[Given data]
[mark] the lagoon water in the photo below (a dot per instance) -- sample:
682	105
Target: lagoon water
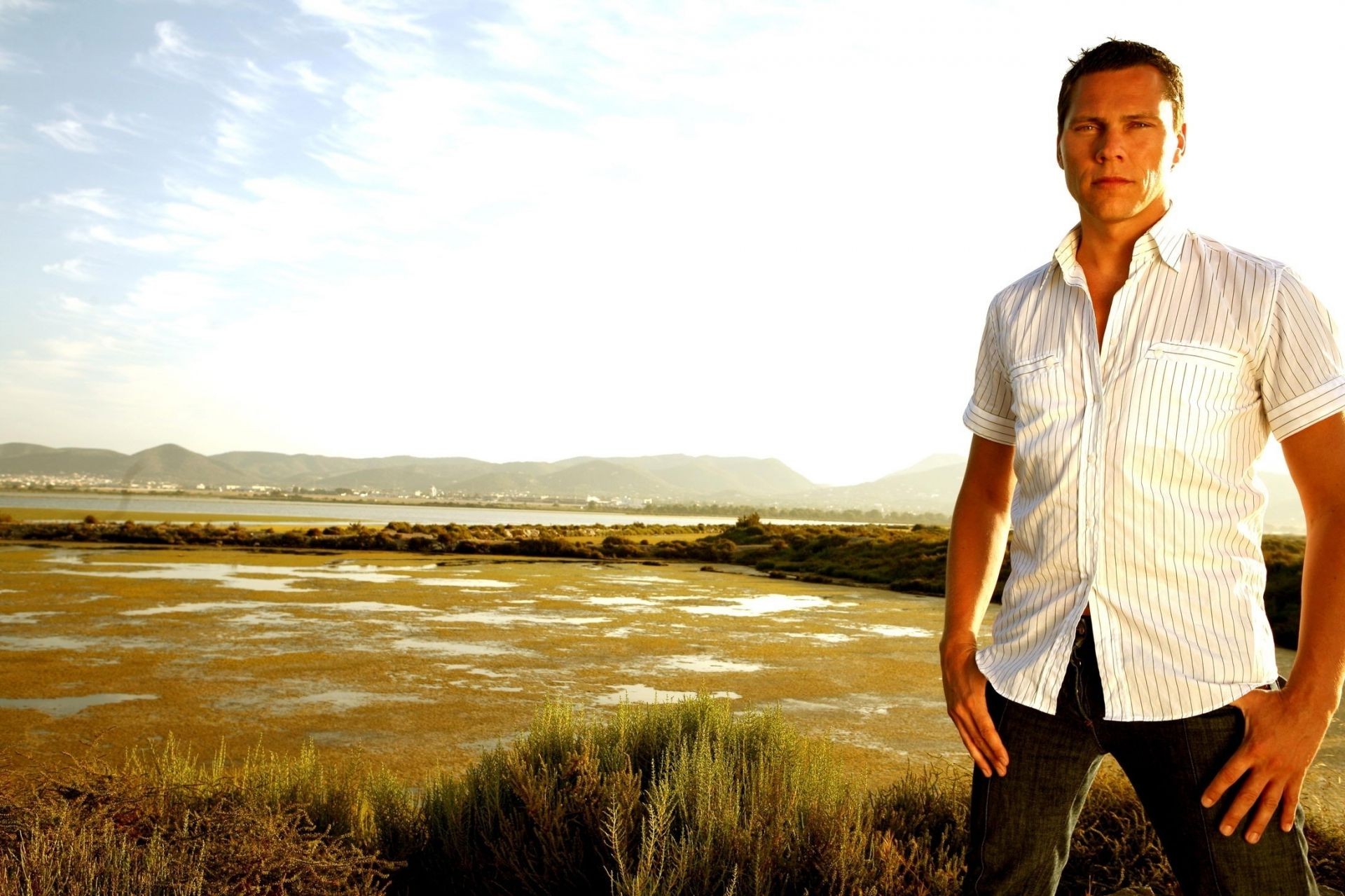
424	663
143	509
[/Given data]
→ **What you are asked to do**
Please copy the data shown above, line by line and exactly, omitting the images.

→ **Expected output**
[mark] the lagoon water in the photo below (a dot per instance) -- sample:
682	105
Target: lagoon water
424	663
143	509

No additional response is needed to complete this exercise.